Across the data below, state how many lines hold "boat", and reply with nothing but that number.

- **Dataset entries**
╭──
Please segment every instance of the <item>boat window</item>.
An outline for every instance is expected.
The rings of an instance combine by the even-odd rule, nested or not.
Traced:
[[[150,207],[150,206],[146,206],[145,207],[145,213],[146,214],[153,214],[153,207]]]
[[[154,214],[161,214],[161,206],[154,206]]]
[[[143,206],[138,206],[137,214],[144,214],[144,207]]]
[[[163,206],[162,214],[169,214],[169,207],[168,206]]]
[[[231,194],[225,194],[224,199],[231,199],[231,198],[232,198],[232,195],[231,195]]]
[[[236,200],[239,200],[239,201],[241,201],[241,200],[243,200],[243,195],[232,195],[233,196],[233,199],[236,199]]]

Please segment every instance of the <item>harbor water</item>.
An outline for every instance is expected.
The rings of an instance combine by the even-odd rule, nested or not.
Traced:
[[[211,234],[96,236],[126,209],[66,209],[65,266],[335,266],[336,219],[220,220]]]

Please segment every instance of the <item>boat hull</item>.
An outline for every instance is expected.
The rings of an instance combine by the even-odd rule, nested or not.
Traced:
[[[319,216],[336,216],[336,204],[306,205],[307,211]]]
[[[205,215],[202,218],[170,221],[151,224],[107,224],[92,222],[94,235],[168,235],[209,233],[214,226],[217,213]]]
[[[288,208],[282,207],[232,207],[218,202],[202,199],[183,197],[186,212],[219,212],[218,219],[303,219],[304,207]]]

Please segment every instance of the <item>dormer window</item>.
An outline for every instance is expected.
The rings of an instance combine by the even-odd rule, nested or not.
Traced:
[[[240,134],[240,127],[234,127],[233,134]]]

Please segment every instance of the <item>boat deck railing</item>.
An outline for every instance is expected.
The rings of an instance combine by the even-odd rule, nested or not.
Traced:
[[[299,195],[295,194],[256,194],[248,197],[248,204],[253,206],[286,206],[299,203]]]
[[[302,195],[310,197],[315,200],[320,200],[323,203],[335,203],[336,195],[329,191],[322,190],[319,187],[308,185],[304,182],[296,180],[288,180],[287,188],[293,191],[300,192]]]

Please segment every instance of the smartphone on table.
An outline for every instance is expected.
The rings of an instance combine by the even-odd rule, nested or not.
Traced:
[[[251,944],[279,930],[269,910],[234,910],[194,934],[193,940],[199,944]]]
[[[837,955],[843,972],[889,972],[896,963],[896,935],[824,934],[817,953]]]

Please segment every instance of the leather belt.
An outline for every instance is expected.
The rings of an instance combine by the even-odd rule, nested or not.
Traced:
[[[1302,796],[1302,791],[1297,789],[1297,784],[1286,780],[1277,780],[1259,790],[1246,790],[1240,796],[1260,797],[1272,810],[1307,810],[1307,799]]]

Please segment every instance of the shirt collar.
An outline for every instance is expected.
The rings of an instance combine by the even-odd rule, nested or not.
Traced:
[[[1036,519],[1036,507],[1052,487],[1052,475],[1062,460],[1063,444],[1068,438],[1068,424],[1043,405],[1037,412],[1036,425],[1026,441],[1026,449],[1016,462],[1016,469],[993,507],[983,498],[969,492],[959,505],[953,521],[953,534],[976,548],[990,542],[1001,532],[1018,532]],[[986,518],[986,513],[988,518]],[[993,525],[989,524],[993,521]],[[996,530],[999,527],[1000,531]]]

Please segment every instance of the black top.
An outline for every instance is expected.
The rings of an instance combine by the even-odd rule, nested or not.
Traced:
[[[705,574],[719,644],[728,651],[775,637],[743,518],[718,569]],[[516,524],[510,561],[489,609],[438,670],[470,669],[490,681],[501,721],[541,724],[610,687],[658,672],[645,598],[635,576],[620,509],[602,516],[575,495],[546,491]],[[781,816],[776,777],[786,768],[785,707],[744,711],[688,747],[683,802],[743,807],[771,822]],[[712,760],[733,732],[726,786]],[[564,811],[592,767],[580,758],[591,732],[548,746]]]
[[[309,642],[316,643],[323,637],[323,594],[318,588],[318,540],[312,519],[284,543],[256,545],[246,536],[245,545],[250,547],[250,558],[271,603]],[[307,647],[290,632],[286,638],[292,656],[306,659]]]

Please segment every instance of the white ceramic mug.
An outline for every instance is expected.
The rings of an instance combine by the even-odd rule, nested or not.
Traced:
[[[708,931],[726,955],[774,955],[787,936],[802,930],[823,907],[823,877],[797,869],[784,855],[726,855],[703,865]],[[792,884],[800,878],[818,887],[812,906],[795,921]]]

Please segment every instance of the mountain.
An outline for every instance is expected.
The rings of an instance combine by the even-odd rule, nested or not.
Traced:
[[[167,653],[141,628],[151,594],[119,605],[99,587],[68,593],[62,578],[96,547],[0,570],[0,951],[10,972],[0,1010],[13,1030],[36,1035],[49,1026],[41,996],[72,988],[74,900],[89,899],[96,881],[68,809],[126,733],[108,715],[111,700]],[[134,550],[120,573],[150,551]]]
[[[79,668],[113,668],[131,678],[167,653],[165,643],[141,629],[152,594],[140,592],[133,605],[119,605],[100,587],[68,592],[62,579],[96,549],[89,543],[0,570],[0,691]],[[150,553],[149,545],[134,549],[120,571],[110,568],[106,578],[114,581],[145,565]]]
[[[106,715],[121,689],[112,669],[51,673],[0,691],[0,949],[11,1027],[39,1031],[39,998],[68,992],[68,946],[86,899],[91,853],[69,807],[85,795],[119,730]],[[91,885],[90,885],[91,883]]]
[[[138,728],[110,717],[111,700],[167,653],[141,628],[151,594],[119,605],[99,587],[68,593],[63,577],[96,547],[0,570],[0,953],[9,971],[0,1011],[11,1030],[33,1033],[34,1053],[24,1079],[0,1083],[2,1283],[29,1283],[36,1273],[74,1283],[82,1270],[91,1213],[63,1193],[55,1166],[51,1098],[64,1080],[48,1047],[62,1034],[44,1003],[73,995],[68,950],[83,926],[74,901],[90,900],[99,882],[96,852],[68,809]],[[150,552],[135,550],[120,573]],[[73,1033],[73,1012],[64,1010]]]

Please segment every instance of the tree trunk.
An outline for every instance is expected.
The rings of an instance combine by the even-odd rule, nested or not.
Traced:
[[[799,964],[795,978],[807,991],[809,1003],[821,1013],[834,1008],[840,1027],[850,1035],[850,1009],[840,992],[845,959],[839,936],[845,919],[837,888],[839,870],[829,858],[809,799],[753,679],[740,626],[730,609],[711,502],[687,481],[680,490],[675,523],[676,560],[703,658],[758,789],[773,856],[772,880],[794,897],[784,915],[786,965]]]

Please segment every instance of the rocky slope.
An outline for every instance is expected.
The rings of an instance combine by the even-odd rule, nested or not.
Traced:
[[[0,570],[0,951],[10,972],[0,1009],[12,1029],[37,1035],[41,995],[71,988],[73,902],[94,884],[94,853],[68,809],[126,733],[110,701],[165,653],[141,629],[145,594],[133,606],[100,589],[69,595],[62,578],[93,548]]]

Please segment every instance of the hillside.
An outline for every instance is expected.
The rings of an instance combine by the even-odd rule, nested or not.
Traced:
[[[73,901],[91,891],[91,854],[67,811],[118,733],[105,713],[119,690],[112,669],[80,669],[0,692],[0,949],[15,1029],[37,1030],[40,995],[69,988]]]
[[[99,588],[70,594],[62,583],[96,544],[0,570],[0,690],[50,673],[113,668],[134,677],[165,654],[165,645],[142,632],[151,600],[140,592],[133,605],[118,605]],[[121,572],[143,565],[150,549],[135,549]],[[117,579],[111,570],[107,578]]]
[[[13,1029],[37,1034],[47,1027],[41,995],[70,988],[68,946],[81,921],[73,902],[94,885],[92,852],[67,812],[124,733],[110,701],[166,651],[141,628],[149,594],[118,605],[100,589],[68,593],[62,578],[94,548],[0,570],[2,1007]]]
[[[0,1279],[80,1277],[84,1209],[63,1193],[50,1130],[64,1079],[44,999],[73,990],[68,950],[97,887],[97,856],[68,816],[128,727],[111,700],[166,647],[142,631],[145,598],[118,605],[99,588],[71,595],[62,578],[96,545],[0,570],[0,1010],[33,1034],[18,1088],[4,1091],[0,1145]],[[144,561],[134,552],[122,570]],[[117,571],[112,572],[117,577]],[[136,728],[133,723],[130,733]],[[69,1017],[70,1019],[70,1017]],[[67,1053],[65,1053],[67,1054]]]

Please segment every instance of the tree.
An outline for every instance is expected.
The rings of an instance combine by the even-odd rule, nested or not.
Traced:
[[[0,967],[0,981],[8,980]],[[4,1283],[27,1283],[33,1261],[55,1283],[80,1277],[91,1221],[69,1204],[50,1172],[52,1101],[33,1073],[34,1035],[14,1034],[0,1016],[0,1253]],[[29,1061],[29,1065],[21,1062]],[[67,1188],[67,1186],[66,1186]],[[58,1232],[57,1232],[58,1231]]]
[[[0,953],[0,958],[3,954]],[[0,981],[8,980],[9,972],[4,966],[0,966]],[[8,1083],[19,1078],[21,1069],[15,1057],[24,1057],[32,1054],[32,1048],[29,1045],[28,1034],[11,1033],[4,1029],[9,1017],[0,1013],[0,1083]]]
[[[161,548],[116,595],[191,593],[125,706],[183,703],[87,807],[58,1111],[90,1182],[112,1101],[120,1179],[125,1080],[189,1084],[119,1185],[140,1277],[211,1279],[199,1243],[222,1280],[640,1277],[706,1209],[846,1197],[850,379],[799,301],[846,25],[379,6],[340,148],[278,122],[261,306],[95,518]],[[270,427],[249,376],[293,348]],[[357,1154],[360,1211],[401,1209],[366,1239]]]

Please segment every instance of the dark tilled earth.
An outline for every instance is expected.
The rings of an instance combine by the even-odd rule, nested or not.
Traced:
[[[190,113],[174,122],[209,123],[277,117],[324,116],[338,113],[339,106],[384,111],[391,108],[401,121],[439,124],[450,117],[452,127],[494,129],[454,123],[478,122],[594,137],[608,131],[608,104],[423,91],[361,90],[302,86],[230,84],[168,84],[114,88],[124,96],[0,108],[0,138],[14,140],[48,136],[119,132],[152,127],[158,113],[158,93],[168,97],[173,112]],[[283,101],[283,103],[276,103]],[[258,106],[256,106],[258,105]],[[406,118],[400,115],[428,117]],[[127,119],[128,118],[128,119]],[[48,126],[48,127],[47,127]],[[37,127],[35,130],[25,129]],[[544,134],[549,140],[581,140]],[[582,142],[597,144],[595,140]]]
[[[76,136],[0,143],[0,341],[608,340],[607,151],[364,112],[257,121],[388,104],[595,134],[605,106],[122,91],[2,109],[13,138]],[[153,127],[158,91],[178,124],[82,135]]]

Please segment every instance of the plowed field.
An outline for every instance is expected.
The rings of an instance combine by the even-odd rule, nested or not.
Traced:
╰──
- **Task output**
3